PROBLEM TO SOLVE — In the listing below, please print the line that contains "One point marks each instance of the chest" and every line that follows it, exactly.

ENTRIES PROVIDED —
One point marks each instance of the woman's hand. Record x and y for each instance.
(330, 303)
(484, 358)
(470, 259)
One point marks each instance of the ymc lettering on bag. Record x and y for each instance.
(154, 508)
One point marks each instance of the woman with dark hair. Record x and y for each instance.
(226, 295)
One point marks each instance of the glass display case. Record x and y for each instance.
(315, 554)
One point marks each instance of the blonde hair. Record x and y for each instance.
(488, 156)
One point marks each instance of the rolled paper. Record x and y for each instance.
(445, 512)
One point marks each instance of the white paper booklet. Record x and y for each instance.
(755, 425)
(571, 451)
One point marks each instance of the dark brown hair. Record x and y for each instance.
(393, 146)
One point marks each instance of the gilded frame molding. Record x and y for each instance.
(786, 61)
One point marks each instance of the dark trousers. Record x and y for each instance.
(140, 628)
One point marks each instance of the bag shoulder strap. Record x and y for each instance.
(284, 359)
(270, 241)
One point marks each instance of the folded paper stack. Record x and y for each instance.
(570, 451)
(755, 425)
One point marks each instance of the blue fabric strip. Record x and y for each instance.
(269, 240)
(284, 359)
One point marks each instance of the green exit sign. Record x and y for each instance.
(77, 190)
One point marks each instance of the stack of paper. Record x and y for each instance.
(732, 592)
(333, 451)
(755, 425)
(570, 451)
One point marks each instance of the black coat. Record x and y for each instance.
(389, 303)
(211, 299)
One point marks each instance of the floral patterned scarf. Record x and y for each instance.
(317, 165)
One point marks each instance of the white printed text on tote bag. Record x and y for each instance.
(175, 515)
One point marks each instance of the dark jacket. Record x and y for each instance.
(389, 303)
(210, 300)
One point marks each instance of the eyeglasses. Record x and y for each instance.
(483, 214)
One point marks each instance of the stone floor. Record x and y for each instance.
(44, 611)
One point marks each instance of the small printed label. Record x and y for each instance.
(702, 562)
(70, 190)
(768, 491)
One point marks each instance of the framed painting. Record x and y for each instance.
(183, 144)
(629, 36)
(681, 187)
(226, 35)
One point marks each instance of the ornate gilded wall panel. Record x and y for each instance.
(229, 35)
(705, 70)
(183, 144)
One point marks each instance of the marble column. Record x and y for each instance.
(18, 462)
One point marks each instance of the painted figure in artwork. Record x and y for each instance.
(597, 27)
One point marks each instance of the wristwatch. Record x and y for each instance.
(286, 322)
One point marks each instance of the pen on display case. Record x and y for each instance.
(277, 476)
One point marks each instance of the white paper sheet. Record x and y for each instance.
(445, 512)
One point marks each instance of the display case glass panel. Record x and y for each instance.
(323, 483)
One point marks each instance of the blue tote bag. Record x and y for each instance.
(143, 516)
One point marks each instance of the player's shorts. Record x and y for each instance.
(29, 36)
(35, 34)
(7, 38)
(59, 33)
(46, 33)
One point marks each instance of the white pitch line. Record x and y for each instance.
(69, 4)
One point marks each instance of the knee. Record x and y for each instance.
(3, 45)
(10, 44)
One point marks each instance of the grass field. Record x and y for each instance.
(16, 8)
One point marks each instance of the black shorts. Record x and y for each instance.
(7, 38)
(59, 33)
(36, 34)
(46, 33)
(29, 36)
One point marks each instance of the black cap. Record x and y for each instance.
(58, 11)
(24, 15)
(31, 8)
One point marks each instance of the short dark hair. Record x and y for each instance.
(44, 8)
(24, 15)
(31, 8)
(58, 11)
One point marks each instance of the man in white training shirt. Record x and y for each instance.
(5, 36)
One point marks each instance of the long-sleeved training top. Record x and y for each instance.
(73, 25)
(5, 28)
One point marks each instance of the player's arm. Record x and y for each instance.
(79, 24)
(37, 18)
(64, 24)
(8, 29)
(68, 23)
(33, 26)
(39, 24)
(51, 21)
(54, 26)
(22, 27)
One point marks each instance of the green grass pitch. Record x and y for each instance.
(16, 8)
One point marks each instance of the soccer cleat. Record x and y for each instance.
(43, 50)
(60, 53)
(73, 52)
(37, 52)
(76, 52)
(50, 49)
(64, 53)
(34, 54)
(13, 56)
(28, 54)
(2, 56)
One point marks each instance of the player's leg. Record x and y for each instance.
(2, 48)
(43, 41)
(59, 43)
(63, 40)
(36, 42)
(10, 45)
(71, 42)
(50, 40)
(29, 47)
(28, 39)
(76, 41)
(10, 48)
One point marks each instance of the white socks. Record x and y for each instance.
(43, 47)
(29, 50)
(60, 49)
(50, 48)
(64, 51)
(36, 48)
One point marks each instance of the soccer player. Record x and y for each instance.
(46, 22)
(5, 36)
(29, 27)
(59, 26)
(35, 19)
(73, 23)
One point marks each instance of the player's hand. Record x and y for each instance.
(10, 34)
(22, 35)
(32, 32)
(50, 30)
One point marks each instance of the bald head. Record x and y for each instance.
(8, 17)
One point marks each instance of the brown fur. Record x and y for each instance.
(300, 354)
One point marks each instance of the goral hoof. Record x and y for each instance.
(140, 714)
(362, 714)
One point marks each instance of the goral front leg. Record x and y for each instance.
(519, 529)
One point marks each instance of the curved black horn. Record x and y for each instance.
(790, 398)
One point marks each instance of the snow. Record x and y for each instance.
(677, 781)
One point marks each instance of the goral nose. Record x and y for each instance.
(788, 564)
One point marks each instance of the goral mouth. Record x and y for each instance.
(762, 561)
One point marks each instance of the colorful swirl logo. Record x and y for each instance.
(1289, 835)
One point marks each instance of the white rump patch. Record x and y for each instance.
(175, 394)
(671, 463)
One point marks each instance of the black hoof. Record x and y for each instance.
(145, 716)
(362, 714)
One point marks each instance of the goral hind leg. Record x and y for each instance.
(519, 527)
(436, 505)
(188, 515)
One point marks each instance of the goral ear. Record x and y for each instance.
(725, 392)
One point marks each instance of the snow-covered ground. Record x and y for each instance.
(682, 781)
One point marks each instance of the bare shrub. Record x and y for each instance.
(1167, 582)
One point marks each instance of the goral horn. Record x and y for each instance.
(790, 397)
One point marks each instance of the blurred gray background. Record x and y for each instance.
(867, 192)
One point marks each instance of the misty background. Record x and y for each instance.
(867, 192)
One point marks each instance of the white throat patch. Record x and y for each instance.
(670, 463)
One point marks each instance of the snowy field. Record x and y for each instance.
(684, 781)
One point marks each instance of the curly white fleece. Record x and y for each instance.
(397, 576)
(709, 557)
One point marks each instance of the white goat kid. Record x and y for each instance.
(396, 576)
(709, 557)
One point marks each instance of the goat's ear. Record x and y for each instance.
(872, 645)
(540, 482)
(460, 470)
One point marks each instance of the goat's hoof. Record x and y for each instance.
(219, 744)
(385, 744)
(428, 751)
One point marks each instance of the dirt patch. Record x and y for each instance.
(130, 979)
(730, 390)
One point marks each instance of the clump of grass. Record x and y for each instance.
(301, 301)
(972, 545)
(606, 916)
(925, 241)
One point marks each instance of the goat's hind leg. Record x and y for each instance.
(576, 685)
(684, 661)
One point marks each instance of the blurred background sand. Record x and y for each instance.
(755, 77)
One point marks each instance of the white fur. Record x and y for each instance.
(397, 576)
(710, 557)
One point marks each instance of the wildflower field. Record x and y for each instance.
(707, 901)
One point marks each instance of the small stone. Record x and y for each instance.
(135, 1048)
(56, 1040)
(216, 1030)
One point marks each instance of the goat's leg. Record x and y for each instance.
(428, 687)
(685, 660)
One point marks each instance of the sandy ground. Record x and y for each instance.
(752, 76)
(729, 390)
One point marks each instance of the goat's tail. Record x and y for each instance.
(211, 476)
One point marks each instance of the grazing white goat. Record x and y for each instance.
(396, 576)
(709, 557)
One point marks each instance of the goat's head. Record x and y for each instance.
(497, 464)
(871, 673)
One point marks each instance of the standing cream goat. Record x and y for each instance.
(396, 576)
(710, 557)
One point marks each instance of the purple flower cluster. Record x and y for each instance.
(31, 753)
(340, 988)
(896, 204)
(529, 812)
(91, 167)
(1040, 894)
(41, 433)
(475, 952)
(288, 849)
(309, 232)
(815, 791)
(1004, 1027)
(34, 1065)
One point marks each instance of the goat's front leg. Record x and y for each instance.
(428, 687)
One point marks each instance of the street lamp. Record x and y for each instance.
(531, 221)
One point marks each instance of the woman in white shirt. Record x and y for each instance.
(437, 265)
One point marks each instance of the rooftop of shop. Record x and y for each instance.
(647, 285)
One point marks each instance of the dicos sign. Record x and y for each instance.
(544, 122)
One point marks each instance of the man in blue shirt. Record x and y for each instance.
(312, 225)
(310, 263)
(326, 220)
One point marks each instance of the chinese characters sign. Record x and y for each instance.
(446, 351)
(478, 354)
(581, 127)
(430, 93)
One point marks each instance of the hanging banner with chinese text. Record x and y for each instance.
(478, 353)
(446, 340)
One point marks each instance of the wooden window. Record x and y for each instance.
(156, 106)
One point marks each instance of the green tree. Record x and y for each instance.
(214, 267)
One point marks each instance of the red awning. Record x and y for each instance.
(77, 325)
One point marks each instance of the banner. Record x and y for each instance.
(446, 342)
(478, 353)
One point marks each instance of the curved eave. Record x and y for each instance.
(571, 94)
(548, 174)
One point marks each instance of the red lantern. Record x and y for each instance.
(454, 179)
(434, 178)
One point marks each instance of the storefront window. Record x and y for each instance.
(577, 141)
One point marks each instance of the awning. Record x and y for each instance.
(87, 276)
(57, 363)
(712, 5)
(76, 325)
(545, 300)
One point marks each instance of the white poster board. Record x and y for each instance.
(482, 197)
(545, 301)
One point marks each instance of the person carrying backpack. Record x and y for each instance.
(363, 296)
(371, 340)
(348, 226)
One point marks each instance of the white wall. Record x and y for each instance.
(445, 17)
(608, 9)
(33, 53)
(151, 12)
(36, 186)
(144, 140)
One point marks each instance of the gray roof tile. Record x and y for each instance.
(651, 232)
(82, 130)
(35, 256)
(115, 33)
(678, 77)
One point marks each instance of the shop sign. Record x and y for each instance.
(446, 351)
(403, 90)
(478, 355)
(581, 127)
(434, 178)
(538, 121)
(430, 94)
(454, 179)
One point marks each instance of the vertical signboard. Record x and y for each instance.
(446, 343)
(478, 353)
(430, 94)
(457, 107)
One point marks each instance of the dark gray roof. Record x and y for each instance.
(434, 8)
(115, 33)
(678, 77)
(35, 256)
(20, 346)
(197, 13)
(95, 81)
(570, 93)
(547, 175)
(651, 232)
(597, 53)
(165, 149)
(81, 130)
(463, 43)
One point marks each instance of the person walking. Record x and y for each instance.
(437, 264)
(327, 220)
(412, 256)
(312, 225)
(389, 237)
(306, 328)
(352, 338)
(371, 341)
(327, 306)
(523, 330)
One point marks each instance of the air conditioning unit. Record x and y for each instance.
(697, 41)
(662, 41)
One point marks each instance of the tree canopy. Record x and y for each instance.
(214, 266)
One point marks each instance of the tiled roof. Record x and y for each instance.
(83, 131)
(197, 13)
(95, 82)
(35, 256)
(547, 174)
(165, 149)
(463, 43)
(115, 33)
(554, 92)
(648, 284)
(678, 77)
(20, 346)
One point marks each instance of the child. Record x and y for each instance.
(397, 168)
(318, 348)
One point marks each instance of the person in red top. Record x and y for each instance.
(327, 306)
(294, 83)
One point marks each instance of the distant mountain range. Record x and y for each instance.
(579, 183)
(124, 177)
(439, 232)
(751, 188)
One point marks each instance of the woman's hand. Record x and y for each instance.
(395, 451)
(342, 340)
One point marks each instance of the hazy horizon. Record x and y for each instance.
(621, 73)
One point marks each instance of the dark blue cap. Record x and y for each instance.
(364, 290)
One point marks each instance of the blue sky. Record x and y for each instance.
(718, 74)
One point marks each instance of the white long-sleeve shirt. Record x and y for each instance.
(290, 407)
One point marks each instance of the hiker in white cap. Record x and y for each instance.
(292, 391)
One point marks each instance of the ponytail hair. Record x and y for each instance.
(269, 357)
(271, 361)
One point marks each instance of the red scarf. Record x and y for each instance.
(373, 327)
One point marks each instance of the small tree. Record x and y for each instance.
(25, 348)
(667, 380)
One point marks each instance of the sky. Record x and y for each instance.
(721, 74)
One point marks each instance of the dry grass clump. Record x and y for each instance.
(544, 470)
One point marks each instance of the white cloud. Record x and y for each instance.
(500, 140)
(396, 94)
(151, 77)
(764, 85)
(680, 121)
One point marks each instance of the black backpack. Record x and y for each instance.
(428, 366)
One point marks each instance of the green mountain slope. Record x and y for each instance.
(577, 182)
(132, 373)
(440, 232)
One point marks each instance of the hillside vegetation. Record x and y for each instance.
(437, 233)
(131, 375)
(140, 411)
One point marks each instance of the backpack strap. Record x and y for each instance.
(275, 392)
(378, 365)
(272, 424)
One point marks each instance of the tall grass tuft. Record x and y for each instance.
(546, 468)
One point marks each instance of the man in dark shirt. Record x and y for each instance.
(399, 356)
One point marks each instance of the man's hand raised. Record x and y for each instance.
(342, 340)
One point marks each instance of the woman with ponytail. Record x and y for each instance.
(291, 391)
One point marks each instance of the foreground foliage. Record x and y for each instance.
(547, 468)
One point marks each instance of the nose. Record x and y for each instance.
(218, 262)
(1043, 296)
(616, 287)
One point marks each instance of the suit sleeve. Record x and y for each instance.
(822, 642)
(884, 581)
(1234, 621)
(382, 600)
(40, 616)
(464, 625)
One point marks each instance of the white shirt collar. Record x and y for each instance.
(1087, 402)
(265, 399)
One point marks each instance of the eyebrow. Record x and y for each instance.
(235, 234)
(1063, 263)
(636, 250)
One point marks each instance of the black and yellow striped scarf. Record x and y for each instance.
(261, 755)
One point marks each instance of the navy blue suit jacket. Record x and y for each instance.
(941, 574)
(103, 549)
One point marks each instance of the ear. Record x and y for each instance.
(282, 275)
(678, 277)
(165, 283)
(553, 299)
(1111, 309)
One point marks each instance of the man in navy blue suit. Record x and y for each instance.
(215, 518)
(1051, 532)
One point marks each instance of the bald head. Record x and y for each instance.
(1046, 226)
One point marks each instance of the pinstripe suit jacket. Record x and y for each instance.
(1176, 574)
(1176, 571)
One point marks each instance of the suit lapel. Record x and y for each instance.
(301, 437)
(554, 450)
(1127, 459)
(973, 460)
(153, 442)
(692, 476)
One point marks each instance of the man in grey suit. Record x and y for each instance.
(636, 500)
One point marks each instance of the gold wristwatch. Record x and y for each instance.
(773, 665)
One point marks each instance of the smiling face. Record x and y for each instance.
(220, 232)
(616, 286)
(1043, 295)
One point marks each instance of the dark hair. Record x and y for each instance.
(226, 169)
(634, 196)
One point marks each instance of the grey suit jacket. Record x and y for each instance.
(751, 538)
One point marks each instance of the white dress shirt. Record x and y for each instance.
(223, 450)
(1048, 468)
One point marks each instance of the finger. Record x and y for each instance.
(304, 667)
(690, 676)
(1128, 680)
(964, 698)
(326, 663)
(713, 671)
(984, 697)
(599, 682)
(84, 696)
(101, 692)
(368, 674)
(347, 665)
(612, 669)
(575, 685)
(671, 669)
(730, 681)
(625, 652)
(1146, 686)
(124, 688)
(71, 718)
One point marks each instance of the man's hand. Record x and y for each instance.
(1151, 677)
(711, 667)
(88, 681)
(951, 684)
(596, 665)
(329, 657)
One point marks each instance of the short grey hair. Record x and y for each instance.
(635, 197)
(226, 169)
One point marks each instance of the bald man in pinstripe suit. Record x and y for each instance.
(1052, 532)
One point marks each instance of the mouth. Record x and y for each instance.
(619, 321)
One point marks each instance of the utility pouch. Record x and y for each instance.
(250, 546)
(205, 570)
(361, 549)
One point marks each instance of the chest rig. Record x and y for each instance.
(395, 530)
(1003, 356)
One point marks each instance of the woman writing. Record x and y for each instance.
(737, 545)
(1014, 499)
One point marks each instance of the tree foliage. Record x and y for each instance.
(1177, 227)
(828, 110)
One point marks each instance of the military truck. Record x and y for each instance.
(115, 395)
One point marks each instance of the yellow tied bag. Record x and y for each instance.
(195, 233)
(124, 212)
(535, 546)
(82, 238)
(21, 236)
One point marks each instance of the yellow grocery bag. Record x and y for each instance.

EXPECTED ANSWER —
One point marks each instance of the chest rig. Record x and y for each instance.
(395, 530)
(1003, 356)
One point marks each instance of the woman writing. Record x and y for each instance.
(737, 545)
(1014, 499)
One point marks each instance of the tree foliage. Record x and y for each instance.
(1177, 227)
(828, 110)
One point marks each instance of the military truck. Record x and y for each instance.
(115, 395)
One point marks each instance of the yellow tied bag. Record x and y for each instance.
(195, 233)
(124, 212)
(535, 546)
(82, 238)
(21, 236)
One point marks each instance of the yellow grocery bag. Record x and y for each instance.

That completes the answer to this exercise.